Scan the entries below, and for each line that includes the word "column", make a copy.
==== SOURCE MATERIAL ====
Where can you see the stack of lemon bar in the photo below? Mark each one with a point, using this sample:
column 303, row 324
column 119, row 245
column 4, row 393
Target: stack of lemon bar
====
→ WORKED SOLUTION:
column 303, row 324
column 119, row 245
column 4, row 393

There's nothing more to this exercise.